* [WHAT YOU WILL DO]:
Look through the listing underneath for "white", and copy every line that has it.

* [RECORDS FOR THE EXERCISE]:

Content starts

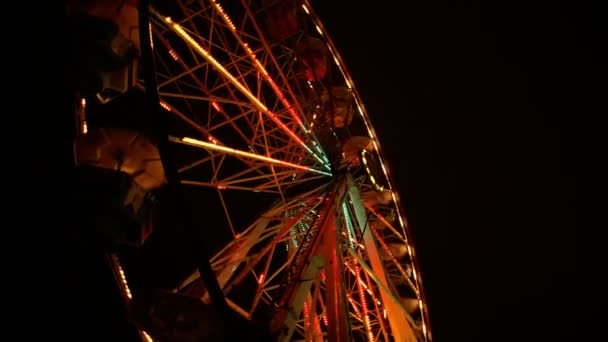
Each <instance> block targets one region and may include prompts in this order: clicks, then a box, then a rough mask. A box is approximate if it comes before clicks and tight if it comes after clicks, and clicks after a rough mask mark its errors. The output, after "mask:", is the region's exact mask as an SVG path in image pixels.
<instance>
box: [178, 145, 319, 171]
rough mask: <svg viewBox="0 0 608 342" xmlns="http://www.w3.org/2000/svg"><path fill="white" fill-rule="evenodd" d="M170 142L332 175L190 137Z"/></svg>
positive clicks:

Content ends
Content starts

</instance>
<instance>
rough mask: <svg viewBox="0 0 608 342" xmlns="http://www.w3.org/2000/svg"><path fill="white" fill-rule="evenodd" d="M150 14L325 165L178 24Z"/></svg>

Content ends

* [THE ANSWER]:
rough mask: <svg viewBox="0 0 608 342" xmlns="http://www.w3.org/2000/svg"><path fill="white" fill-rule="evenodd" d="M170 142L332 175L190 137Z"/></svg>
rough mask: <svg viewBox="0 0 608 342" xmlns="http://www.w3.org/2000/svg"><path fill="white" fill-rule="evenodd" d="M150 14L325 165L178 24Z"/></svg>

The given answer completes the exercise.